------ SUPPLIED DATA ------

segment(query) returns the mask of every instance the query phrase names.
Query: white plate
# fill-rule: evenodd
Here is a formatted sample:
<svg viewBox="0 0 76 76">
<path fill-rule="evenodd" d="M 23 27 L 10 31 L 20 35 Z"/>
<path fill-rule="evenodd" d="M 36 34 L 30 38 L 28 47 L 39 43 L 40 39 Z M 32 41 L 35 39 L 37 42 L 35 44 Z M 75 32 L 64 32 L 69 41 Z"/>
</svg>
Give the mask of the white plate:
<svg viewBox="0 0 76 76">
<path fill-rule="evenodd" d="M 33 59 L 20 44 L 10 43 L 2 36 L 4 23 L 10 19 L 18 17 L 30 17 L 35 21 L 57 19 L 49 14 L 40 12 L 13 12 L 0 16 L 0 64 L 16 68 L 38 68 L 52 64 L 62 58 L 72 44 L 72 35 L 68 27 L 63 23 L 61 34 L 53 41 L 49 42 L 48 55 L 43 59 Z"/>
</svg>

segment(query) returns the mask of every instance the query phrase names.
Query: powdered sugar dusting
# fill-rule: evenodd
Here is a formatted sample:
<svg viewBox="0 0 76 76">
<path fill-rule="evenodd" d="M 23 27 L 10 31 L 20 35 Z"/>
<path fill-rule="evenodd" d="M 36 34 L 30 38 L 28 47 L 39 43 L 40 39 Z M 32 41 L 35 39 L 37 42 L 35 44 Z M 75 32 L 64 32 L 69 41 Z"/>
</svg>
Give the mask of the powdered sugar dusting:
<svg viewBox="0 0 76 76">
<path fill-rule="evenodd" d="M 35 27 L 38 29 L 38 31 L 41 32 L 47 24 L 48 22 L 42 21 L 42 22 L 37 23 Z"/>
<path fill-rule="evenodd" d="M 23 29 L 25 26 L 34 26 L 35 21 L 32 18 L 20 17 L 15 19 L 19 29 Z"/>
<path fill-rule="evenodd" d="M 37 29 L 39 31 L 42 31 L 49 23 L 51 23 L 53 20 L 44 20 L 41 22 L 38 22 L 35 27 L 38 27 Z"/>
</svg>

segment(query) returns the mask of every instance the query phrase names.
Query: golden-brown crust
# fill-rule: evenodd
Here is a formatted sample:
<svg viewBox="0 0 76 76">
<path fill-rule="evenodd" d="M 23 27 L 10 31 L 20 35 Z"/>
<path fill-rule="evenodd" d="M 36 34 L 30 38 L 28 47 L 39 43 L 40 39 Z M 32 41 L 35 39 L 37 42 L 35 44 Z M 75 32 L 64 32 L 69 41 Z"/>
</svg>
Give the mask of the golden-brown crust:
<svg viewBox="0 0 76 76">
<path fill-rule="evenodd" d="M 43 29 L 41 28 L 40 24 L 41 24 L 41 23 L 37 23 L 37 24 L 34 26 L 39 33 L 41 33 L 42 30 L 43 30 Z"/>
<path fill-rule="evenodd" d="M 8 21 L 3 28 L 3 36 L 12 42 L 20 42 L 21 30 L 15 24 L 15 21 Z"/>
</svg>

------

WORK INSTRUCTIONS → Your reply should consist of all the records, restated exactly.

RESULT OF THIS EXERCISE →
segment(query) returns the mask of every instance the query phrase names.
Query: white plate
# fill-rule: evenodd
Here is a formatted sample:
<svg viewBox="0 0 76 76">
<path fill-rule="evenodd" d="M 23 27 L 10 31 L 20 35 Z"/>
<path fill-rule="evenodd" d="M 36 34 L 30 38 L 28 47 L 39 43 L 40 39 Z M 32 41 L 35 39 L 37 42 L 35 44 Z M 75 32 L 64 32 L 69 41 Z"/>
</svg>
Give the mask of the white plate:
<svg viewBox="0 0 76 76">
<path fill-rule="evenodd" d="M 33 59 L 20 44 L 10 43 L 2 36 L 4 23 L 10 19 L 18 17 L 30 17 L 35 21 L 57 19 L 49 14 L 40 12 L 13 12 L 0 16 L 0 64 L 16 68 L 38 68 L 52 64 L 62 58 L 72 44 L 72 35 L 68 27 L 63 23 L 61 34 L 53 41 L 49 42 L 48 55 L 43 59 Z"/>
</svg>

segment(query) returns the mask of every instance the query phrase names.
Query: powdered sugar dusting
# fill-rule: evenodd
Here is a formatted sample:
<svg viewBox="0 0 76 76">
<path fill-rule="evenodd" d="M 23 27 L 10 31 L 20 35 Z"/>
<path fill-rule="evenodd" d="M 36 34 L 30 38 L 28 47 L 39 43 L 40 39 Z M 32 41 L 35 39 L 37 42 L 35 44 Z M 75 32 L 64 32 L 69 41 Z"/>
</svg>
Give the mask of the powdered sugar dusting:
<svg viewBox="0 0 76 76">
<path fill-rule="evenodd" d="M 35 27 L 38 29 L 38 31 L 41 32 L 47 24 L 48 22 L 42 21 L 42 22 L 37 23 Z"/>
<path fill-rule="evenodd" d="M 23 29 L 25 26 L 34 26 L 35 21 L 32 18 L 20 17 L 15 19 L 19 29 Z"/>
<path fill-rule="evenodd" d="M 37 29 L 39 31 L 42 31 L 49 23 L 51 23 L 53 20 L 44 20 L 41 22 L 38 22 L 35 27 L 38 27 Z"/>
</svg>

segment(query) returns the mask of every instance the query phrase names.
Query: golden-brown crust
# fill-rule: evenodd
Here is a formatted sample:
<svg viewBox="0 0 76 76">
<path fill-rule="evenodd" d="M 23 27 L 10 31 L 20 35 Z"/>
<path fill-rule="evenodd" d="M 36 34 L 30 38 L 28 47 L 39 43 L 40 39 Z M 32 41 L 35 39 L 37 42 L 35 44 Z M 75 32 L 64 32 L 69 41 Z"/>
</svg>
Give the mask of the golden-brown crust:
<svg viewBox="0 0 76 76">
<path fill-rule="evenodd" d="M 43 29 L 41 28 L 40 24 L 41 24 L 41 23 L 37 23 L 37 24 L 34 26 L 39 33 L 41 33 L 42 30 L 43 30 Z"/>
<path fill-rule="evenodd" d="M 8 21 L 3 28 L 3 36 L 12 42 L 20 42 L 21 30 L 15 24 L 15 21 Z"/>
</svg>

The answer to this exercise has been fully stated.